**TASK LIST**
a) In the Seahawks football passage, who led last year's team as region offensive player of the year?
b) Write a continuation of the Seahawks football passage, starting after its last sentence.

A spot in the playoffs is highly unlikely for the Seahawks, who are 0-3 in the Concorde District after winning it last year, coming into their game against Centreville (3-5, 2-1), which beat Chantilly, 28-27, in overtime last week. But Saturday’s game will give fans their last opportunity in Reston to honor a group of seniors who had a star-crossed trip through the program.

They lost every game as freshmen – most by lopsided margins. They won three JV games as sophomores. As juniors, they were backups to the best team in school history – the 10-1 Concorde District champs led by region offensive player of the year Nick Harris. Only Xvavier Swain, a two-way starter on the line, and Amare Thaxton, a standout defensive lineman, were full-time starters last year. Cody Wood played some at running back.

This year, the Seahawks have paid for that inexperience with an interception that led to a 4-minute breakdown and a 27-6 loss to Robinson, a last-drive breakdown that led to a last-play touchdown in a 30-28 loss at Chantilly and an extra point kick tipped into the crossbars that cost South Lakes in a 48-47 overtime loss at Oakton.

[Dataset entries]
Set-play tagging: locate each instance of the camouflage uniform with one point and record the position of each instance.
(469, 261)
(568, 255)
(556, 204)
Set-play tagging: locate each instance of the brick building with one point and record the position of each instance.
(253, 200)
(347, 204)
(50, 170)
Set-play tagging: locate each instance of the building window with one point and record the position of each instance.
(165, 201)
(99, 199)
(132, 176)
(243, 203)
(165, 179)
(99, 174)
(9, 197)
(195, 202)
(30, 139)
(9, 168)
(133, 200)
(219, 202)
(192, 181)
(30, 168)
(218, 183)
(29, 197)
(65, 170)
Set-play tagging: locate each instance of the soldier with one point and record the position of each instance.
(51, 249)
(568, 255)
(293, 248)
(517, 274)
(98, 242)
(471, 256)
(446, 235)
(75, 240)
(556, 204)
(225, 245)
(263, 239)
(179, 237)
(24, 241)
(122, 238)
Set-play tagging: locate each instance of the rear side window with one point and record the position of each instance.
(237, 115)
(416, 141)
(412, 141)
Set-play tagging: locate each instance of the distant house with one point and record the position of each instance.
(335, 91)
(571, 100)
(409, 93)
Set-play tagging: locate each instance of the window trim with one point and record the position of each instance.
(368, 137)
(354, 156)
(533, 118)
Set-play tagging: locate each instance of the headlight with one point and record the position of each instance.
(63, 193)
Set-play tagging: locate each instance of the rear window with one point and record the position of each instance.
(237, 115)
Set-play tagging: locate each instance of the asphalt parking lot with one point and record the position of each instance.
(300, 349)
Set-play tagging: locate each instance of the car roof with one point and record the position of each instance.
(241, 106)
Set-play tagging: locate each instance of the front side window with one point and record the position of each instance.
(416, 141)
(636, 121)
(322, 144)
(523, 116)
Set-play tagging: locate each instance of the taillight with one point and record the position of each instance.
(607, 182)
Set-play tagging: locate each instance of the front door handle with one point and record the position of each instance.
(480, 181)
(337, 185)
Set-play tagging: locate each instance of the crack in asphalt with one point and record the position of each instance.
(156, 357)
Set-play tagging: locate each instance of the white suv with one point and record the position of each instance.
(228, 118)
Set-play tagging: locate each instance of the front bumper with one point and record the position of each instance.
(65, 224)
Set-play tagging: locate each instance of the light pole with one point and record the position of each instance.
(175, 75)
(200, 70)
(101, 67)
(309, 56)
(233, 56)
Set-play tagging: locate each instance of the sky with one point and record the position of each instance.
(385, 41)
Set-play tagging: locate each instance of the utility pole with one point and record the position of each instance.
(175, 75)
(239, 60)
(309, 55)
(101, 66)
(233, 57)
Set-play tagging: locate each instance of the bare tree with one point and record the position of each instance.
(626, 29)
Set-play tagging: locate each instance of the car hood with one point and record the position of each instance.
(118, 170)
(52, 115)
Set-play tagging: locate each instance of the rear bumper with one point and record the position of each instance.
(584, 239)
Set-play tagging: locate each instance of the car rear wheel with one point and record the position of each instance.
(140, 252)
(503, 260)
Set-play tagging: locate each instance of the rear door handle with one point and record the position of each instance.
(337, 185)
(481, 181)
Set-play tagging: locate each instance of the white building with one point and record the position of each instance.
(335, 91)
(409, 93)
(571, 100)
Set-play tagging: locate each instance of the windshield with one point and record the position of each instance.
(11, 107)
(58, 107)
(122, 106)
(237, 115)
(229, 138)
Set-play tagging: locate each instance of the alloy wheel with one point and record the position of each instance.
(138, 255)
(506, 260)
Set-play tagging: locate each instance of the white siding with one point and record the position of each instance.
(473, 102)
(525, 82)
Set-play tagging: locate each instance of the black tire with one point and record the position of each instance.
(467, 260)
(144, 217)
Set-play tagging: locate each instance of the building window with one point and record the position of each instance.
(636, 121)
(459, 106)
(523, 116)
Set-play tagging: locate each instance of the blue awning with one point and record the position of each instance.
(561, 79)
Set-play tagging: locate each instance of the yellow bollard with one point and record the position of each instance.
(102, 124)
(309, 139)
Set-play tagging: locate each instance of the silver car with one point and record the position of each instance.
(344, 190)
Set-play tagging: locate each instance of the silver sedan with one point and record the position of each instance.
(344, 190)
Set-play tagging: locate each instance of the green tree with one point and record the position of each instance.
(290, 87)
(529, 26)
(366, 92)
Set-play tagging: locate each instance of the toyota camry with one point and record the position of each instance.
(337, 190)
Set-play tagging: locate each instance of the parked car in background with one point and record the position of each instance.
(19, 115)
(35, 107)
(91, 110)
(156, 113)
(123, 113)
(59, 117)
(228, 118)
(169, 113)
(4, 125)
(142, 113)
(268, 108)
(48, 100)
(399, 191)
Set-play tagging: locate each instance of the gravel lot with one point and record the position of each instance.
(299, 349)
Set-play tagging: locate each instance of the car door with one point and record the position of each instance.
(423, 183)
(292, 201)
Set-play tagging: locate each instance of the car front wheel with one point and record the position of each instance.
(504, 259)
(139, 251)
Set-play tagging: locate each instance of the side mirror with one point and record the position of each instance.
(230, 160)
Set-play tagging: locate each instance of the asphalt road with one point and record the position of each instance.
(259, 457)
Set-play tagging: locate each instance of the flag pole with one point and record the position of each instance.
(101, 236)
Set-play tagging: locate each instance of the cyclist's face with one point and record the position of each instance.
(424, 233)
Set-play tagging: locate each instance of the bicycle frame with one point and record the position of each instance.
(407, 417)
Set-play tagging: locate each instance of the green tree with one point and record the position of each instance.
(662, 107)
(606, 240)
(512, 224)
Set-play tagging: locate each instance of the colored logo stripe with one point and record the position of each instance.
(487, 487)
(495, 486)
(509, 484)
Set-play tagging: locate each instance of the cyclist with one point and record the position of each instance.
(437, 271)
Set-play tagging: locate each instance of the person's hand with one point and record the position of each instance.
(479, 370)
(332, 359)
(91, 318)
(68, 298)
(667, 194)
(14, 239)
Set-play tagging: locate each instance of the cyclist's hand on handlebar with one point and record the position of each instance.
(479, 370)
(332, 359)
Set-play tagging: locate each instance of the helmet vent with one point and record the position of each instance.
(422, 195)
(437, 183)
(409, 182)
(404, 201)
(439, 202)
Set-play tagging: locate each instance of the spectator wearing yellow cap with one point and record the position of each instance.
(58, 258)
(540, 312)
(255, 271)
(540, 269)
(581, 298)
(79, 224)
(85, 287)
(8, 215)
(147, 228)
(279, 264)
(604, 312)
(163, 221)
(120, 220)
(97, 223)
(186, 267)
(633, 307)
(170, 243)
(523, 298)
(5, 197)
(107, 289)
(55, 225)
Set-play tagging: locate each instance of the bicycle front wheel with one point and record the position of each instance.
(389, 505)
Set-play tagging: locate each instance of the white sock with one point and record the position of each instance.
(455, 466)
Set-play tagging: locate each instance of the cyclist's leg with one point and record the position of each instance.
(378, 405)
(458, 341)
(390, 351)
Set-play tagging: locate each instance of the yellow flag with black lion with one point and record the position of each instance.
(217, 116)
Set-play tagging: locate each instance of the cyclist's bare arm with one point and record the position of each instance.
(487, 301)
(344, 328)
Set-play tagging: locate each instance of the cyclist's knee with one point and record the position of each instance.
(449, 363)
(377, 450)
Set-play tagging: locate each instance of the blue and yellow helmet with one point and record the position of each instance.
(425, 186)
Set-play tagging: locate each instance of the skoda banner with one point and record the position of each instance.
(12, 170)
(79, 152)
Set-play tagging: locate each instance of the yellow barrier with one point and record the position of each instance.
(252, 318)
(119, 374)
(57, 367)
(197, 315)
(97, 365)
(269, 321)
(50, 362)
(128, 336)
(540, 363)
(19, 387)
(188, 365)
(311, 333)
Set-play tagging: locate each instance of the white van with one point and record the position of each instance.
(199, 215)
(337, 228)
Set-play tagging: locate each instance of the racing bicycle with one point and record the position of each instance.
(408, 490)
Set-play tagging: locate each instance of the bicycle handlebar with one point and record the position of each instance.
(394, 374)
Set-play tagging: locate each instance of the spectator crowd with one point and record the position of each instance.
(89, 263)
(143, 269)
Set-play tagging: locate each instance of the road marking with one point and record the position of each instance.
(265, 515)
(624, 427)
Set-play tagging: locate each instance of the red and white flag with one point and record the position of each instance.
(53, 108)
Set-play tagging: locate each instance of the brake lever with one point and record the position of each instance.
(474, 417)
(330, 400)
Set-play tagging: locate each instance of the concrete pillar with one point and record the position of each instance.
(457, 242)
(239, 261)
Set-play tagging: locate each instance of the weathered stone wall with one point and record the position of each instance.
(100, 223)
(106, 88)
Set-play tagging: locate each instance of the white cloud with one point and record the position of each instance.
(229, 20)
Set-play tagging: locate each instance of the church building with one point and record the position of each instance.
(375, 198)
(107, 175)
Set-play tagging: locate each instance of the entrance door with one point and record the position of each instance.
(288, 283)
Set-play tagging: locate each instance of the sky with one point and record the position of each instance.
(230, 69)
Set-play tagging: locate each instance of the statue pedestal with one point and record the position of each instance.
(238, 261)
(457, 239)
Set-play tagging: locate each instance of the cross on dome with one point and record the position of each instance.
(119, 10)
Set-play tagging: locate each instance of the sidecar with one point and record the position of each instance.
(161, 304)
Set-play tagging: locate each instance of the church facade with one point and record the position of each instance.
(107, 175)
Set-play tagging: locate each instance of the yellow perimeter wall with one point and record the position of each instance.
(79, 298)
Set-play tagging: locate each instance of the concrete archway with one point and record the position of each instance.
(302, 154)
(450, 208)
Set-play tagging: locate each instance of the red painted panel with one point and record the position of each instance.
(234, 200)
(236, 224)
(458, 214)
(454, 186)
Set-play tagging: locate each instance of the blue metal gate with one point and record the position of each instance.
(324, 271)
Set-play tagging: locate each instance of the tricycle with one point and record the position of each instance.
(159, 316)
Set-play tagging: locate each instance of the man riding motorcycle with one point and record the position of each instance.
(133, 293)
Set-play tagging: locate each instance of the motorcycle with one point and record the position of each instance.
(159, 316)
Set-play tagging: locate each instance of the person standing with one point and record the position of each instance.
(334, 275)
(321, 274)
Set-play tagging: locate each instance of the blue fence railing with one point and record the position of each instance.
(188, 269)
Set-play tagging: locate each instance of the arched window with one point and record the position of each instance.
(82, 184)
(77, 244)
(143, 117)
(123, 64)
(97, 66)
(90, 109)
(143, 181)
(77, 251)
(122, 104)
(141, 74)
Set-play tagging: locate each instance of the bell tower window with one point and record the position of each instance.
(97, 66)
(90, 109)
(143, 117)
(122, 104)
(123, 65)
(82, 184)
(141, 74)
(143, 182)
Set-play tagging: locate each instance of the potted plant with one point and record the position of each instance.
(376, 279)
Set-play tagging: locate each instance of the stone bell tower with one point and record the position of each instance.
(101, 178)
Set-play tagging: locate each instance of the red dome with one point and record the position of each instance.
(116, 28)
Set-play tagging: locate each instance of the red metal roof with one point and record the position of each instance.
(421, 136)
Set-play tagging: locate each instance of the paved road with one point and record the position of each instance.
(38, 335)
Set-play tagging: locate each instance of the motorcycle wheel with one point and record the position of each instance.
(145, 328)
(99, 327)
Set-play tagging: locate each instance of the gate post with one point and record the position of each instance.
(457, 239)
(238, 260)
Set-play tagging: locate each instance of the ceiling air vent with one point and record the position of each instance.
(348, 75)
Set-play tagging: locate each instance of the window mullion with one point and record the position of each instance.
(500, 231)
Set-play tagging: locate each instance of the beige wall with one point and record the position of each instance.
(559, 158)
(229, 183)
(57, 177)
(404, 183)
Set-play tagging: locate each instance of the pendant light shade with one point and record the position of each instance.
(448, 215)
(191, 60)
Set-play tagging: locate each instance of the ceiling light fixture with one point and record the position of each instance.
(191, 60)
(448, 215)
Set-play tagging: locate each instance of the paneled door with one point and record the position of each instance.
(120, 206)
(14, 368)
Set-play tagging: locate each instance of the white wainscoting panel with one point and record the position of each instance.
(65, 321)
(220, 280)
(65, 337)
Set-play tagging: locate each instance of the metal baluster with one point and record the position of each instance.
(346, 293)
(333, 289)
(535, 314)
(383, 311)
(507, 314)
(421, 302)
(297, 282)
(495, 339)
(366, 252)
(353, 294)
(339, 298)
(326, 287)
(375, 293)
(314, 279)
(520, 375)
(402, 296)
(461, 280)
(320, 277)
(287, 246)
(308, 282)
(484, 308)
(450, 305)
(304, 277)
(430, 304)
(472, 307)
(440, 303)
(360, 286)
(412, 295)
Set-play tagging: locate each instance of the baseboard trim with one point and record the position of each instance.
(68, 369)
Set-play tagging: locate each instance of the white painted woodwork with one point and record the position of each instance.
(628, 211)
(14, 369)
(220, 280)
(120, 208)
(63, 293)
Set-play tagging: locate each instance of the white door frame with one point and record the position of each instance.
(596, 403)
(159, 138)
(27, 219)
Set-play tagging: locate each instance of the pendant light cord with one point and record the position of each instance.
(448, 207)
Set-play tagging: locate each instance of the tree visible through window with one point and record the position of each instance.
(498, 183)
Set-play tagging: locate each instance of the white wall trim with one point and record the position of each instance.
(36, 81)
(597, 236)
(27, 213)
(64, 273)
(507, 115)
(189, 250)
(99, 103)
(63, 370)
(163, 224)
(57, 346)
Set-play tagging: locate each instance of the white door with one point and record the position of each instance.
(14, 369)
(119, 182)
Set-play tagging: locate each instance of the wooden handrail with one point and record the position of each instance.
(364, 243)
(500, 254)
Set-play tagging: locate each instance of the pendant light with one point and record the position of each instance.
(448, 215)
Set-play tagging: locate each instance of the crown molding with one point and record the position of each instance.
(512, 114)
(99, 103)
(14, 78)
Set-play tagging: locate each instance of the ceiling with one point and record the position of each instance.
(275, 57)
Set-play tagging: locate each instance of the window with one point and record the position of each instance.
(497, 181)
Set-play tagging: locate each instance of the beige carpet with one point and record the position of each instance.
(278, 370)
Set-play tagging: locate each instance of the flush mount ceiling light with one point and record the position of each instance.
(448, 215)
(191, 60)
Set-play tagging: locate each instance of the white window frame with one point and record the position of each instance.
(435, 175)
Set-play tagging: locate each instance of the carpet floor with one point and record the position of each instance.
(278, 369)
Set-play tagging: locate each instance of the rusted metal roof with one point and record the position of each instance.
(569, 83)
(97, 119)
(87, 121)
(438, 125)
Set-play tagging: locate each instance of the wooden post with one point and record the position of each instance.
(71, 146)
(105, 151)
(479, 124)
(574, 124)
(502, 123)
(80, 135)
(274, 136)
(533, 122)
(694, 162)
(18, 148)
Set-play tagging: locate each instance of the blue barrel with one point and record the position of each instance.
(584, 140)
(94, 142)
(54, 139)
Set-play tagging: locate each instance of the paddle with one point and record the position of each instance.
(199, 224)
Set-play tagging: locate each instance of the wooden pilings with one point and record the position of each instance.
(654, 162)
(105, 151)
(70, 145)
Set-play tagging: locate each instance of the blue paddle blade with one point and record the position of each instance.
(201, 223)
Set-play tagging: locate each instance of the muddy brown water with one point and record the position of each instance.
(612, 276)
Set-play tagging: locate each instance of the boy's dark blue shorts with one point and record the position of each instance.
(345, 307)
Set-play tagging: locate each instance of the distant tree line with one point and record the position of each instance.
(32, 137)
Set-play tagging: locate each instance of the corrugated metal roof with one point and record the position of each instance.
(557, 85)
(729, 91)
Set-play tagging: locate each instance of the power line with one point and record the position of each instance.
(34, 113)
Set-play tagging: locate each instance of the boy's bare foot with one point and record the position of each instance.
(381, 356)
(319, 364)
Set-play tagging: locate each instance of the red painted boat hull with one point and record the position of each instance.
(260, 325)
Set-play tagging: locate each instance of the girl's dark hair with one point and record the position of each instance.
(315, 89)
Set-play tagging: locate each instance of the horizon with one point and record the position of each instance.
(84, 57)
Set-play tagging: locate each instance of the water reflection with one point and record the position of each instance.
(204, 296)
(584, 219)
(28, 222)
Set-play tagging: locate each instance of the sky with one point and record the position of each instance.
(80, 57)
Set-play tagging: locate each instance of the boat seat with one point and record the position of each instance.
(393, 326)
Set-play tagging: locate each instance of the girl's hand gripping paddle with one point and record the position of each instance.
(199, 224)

**RESULTS BY TASK**
a) Nick Harris

b)
They’ve played everyone tough – even the 35-7 loss to Madison last week was only 14-7 at the half. But the horseshoe, as Hescock calls it, has not resided on South Lakes Drive.

From one standpoint, this will be the class after the class that produced the greatest year of sports accomplishment in Seahawk history – with an unbeaten district championship in football, the first boys’ state basketball championship in school history and a state tournament team in baseball.

But Hescock said he’ll have other memories of this group. “They were born leaders,” he said. “We had a sub-group, sort of a clique of leaders, and they made sure everyone was here every day and everyone did what they were supposed to do. Some like Joey are more vocal; others, like Swain and Sammy Alfred, are quieter and lead by example.”

Hescock said Wood also was an example of the tenacity of this group. “When he came in, undersized is an understatement,” Hescock said of Wood, who leads the team with 13 touchdowns. “But he made up his mind he was going to get bigger and stronger and faster so he could compete, and now we call him the Muscle Hamster because of all the work he’s done.”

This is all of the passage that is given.